_Given problem:_ Count the lines of the records that contain the string "glass", treating case as significant. Give only the number.

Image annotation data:
⟨

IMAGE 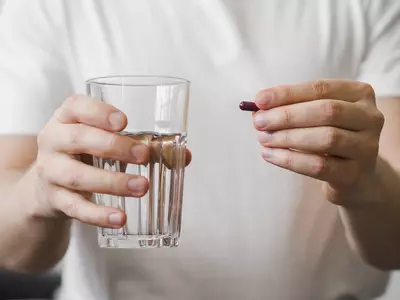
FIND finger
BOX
[258,127,370,159]
[255,80,375,110]
[253,100,376,131]
[53,188,126,228]
[39,154,149,197]
[262,148,358,186]
[55,95,127,131]
[185,149,192,166]
[49,124,150,164]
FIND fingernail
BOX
[258,131,272,144]
[256,92,274,107]
[128,177,145,192]
[131,144,149,164]
[108,213,124,226]
[261,148,274,160]
[254,113,267,128]
[108,112,125,130]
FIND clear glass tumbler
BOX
[86,76,190,248]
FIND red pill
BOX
[239,101,260,111]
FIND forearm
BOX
[340,158,400,269]
[0,165,70,272]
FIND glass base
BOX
[98,235,179,249]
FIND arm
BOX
[0,136,70,272]
[341,99,400,269]
[0,96,149,272]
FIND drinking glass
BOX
[86,76,190,248]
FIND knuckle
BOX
[322,101,342,123]
[283,86,294,102]
[104,172,127,194]
[61,95,80,108]
[322,128,340,151]
[104,134,120,155]
[63,168,81,189]
[283,151,293,170]
[361,82,375,99]
[282,106,293,127]
[36,128,48,148]
[281,130,292,145]
[68,124,84,145]
[374,110,385,130]
[311,80,329,98]
[312,157,328,178]
[35,159,46,179]
[62,201,78,218]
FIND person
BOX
[0,0,400,300]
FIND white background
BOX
[0,0,400,300]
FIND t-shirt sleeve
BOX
[0,0,72,135]
[359,0,400,98]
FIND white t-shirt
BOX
[0,0,400,300]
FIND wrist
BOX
[324,164,386,210]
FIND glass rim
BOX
[85,75,191,87]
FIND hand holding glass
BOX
[87,76,190,248]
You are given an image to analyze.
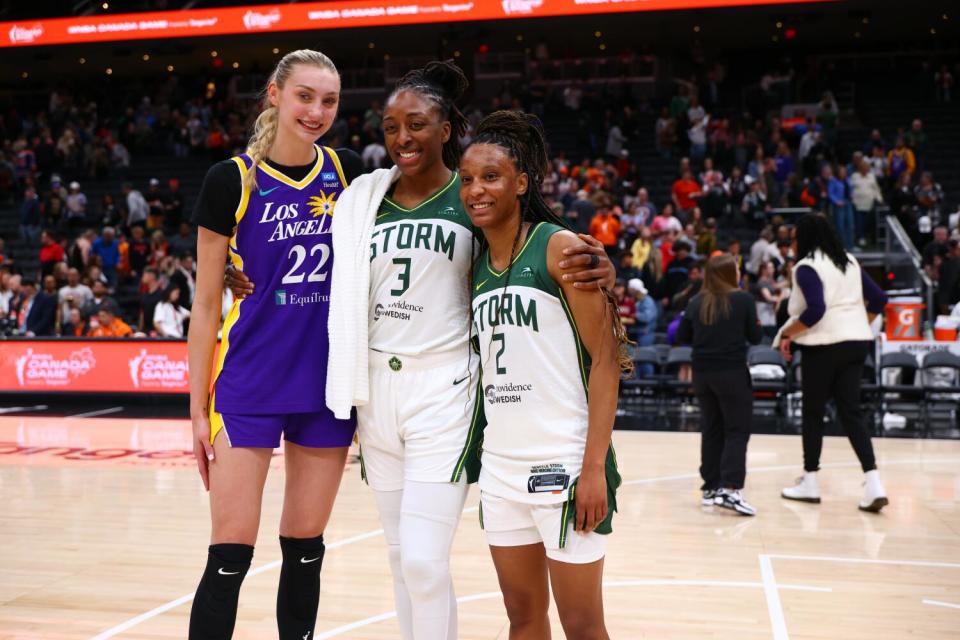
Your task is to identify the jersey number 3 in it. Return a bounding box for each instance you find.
[280,243,330,284]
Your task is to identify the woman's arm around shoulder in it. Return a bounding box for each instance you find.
[547,231,620,531]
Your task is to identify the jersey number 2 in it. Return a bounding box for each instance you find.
[390,258,410,296]
[280,243,330,284]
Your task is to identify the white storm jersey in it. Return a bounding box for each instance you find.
[369,173,474,357]
[472,223,590,504]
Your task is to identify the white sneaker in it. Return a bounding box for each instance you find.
[780,471,820,504]
[860,469,890,513]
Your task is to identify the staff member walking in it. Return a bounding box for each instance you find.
[774,214,888,513]
[677,254,762,516]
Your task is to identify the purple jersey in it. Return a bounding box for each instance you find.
[214,146,346,421]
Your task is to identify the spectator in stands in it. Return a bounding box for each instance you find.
[740,176,771,228]
[567,189,597,233]
[590,206,620,261]
[670,169,703,223]
[57,269,93,330]
[887,136,917,183]
[153,286,190,338]
[890,172,920,241]
[167,253,197,309]
[850,159,883,246]
[87,302,133,338]
[80,280,116,323]
[126,226,151,280]
[747,225,780,276]
[146,178,167,229]
[903,118,928,171]
[20,275,57,336]
[40,230,64,276]
[774,214,888,513]
[20,187,40,247]
[823,164,853,251]
[167,222,197,264]
[921,224,950,267]
[696,218,717,258]
[755,260,780,338]
[67,181,87,235]
[123,182,150,227]
[137,267,166,336]
[660,240,696,309]
[60,307,86,338]
[933,64,954,103]
[913,171,943,222]
[90,227,120,288]
[163,178,183,230]
[677,256,760,516]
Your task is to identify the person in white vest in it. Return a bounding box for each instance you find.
[774,214,888,513]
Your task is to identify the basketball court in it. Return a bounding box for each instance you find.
[0,416,960,640]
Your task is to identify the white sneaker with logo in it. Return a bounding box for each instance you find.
[859,469,890,513]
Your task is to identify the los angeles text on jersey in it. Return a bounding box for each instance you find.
[483,382,533,404]
[258,191,336,242]
[370,222,457,262]
[473,293,540,333]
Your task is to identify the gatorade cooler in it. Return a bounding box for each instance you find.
[886,297,925,340]
[933,316,960,342]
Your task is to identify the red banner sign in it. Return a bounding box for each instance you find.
[0,0,831,47]
[0,340,190,393]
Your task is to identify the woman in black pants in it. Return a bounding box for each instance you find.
[677,254,762,516]
[774,214,888,513]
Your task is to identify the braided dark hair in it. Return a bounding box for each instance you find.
[468,111,633,376]
[389,60,470,171]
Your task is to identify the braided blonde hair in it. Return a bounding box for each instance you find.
[243,49,340,189]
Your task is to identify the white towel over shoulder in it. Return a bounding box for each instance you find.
[326,167,400,419]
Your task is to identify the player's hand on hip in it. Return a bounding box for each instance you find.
[193,411,214,491]
[560,233,617,289]
[223,264,253,300]
[573,469,607,533]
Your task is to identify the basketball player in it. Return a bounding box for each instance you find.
[231,62,613,640]
[189,50,360,640]
[460,111,630,638]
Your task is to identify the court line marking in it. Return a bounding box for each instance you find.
[314,580,833,640]
[758,553,790,640]
[64,407,123,418]
[91,458,960,640]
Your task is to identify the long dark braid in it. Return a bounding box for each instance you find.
[470,111,633,377]
[390,60,470,171]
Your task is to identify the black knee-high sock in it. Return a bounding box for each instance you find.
[277,535,326,640]
[190,544,253,640]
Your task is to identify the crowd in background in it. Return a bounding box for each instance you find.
[0,55,960,344]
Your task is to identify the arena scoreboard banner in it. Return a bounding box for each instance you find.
[0,0,830,47]
[0,339,190,394]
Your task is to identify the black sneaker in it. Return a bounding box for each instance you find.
[714,489,757,516]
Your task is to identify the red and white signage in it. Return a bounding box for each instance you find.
[0,0,832,47]
[0,340,190,393]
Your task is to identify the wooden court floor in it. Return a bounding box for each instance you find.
[0,417,960,640]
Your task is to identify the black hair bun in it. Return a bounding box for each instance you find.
[423,60,470,102]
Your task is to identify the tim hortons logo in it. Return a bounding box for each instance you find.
[16,347,97,387]
[10,24,43,44]
[243,9,280,30]
[127,349,190,389]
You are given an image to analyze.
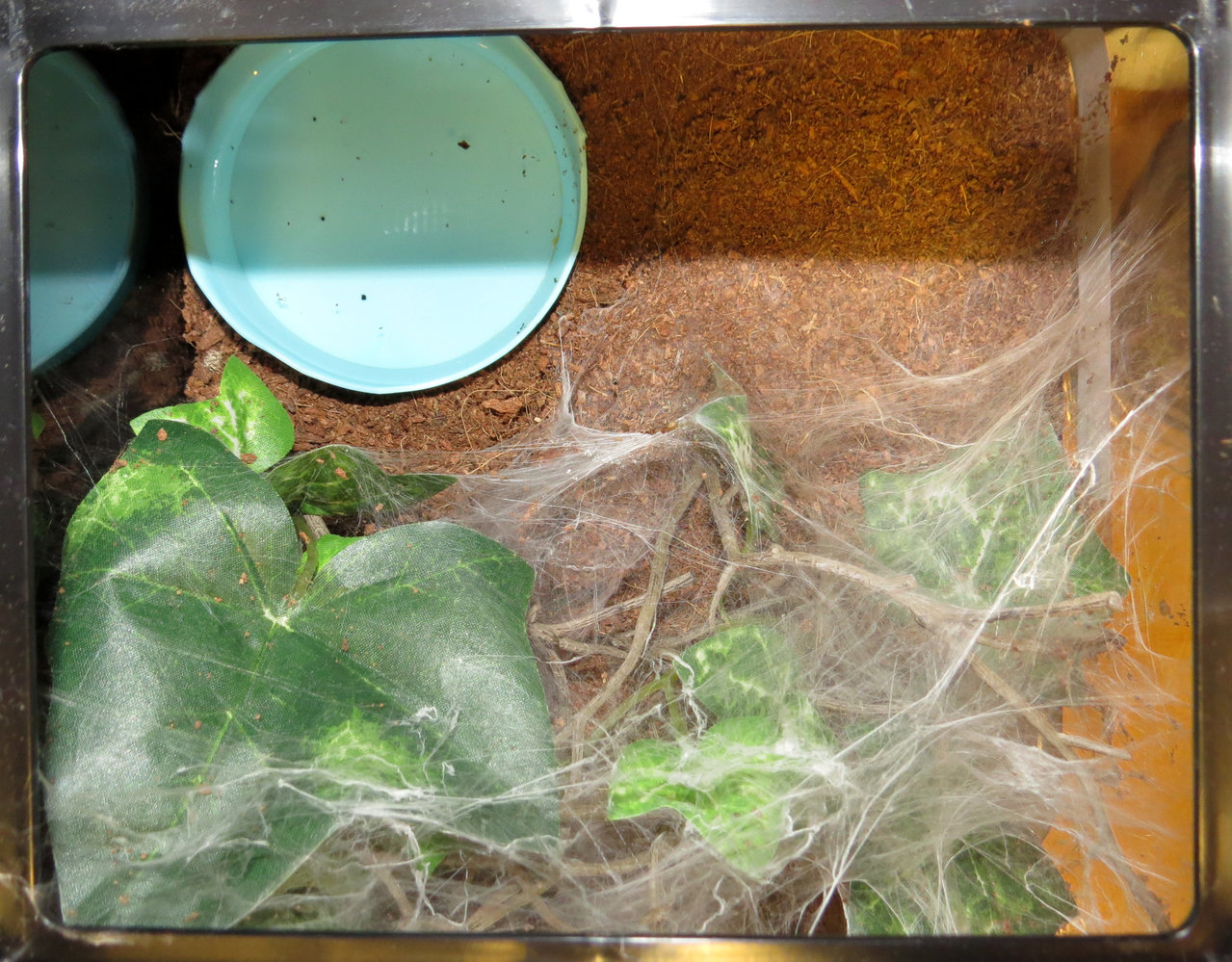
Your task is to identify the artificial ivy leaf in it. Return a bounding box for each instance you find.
[680,622,798,718]
[676,622,835,745]
[948,835,1077,935]
[129,357,296,472]
[694,381,782,548]
[608,716,808,877]
[844,835,1077,935]
[44,421,558,927]
[843,881,932,935]
[317,534,359,568]
[860,421,1129,605]
[269,445,455,516]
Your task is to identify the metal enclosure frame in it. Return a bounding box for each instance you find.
[0,0,1232,962]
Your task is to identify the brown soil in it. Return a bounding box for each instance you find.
[34,30,1076,480]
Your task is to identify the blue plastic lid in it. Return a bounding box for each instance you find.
[23,52,137,371]
[180,37,587,393]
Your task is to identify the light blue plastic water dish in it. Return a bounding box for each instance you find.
[180,37,587,394]
[23,52,137,371]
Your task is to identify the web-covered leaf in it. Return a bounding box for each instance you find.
[44,421,558,926]
[694,384,782,548]
[131,357,296,472]
[269,445,454,517]
[845,835,1077,935]
[676,622,831,742]
[608,623,842,877]
[860,421,1127,605]
[608,716,799,875]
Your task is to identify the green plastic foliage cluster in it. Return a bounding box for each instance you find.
[44,361,558,927]
[844,835,1077,935]
[860,423,1129,606]
[608,623,842,877]
[694,386,782,548]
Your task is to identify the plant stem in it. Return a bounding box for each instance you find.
[561,468,703,762]
[291,515,317,599]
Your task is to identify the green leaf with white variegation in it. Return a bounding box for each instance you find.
[269,445,455,517]
[43,420,558,927]
[129,357,296,471]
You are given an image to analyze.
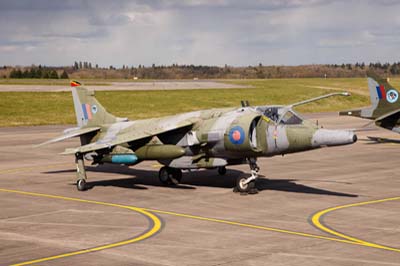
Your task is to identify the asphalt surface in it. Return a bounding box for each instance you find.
[0,80,250,92]
[0,114,400,265]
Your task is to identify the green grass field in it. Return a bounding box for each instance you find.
[0,78,400,126]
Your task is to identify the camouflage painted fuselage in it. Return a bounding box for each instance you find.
[81,107,356,169]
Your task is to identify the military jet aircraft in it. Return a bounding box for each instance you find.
[40,82,357,193]
[339,71,400,142]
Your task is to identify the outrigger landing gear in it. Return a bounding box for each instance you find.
[218,166,226,175]
[235,158,260,194]
[75,153,87,191]
[158,166,182,185]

⟩

_Result below:_ 5